----- SUPPLIED TEXT -----
It should be understood that the core may support multithreading (executing two or more parallel sets of operations or threads), and may do so in a variety of ways including time sliced multithreading, simultaneous multithreading (where a single physical core provides a logical core for each of the threads that physical core is simultaneously multithreading), or a combination thereof (e.g., time sliced fetching and decoding and simultaneous multithreading thereafter such as in the Intel® Hyperthreading technology).

While register renaming is described in the context of out-of-order execution, it should be understood that register renaming may be used in an in-order architecture. While the illustrated embodiment of the processor also includes separate instruction and data cache hardware 934/974 and a shared L2 cache hardware 976, alternative embodiments may have a single internal cache for both instructions and data, such as, for example, a Level 1 (L1) internal cache, or multiple levels of internal cache. In some embodiments, the system may include a combination of an internal cache and an external cache that is external to the core and/or the processor. Alternatively, all of the cache may be external to the core and/or the processor.
----- SOURCE DATA -----
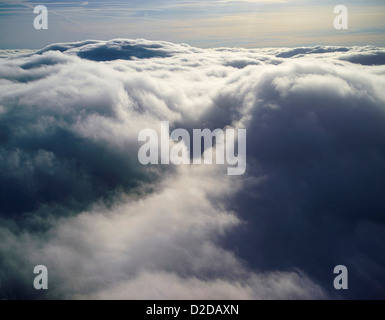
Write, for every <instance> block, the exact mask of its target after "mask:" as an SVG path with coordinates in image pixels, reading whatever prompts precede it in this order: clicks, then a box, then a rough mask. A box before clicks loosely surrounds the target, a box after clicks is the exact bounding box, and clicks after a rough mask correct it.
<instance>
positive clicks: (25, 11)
mask: <svg viewBox="0 0 385 320" xmlns="http://www.w3.org/2000/svg"><path fill="white" fill-rule="evenodd" d="M36 5H44V6H46V7H47V9H48V29H47V30H35V29H34V28H33V21H34V18H35V17H36V16H37V14H34V13H33V9H34V7H35V6H36ZM336 5H338V3H336V2H335V1H325V2H324V3H322V4H317V2H316V1H314V0H309V1H301V0H293V1H282V0H254V1H252V0H246V1H243V0H238V1H208V2H207V1H206V2H203V1H198V0H195V1H184V2H182V3H181V2H180V1H176V0H169V1H161V2H160V1H158V2H155V1H151V0H145V1H140V2H136V1H134V2H128V3H127V1H123V0H115V1H112V2H108V3H107V2H104V1H101V0H90V1H85V2H79V3H77V2H75V1H60V0H50V1H35V0H29V1H24V0H18V1H12V2H11V1H0V17H1V18H0V29H1V30H2V31H1V32H0V49H40V48H43V47H45V46H47V45H49V44H52V43H67V42H74V41H83V40H86V39H98V40H102V41H107V40H111V39H117V38H124V39H147V40H153V41H168V42H172V43H187V44H189V45H190V46H194V47H198V48H217V47H241V48H247V49H251V48H255V49H257V48H270V47H271V48H276V47H289V48H293V47H301V46H304V47H309V46H317V45H326V46H365V45H375V46H377V47H383V46H385V38H384V33H385V23H384V21H385V11H384V10H383V8H384V4H383V2H381V1H378V0H371V1H362V0H355V1H349V2H345V3H344V5H345V6H346V7H347V9H348V14H349V27H348V29H347V30H335V29H334V28H333V20H334V19H335V17H336V14H334V12H333V9H334V8H335V6H336Z"/></svg>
-----
WHAT TO WORK ON:
[A] According to the passage on processor cores and caches, in what kind of architecture may register renaming also be used?
[B] Carry on the passage on processor cores and caches, starting after its final sentence.
The lines aren't needed for the tasks.

RESPONSES IN ORDER:
[A] An in-order architecture.

[B]
FIG. 10 is a block diagram of a processor 1000 that may have more than one core, may have an integrated memory controller, and may have integrated graphics according to embodiments of the invention. The solid lined boxes in FIG. 10 illustrate a processor 1000 with a single core 1002A, a system agent 1010, a set of one or more bus controller hardware 1016, while the optional addition of the dashed lined boxes illustrates an alternative processor 1000 with multiple cores 1002A-N, a set of one or more integrated memory controller hardware 1014 in the system agent hardware 1010, and special purpose logic 1008.

Thus, different implementations of the processor 1000 may include: 1) a CPU with the special purpose logic 1008 being integrated graphics and/or scientific (throughput) logic (which may include one or more cores), and the cores 1002A-N being one or more general purpose cores (e.g., general purpose in-order cores, general purpose out-of-order cores, a combination of the two); 2) a coprocessor with the cores 1002A-N being a large number of special purpose cores intended primarily for graphics and/or scientific (throughput); and 3) a coprocessor with the cores 1002A-N being a large number of general purpose in-order cores. Thus, the processor 1000 may be a general-purpose processor, coprocessor or special-purpose processor, such as, for example, a network or communication processor, compression engine, graphics processor, GPGPU (general purpose graphics processing unit), a high-throughput many integrated core (MIC) coprocessor (including 30 or more cores), embedded processor, or the like. The processor may be implemented on one or more chips. The processor 1000 may be a part of and/or may be implemented on one or more substrates using any of a number of process technologies, such as, for example, BiCMOS, CMOS, or NMOS.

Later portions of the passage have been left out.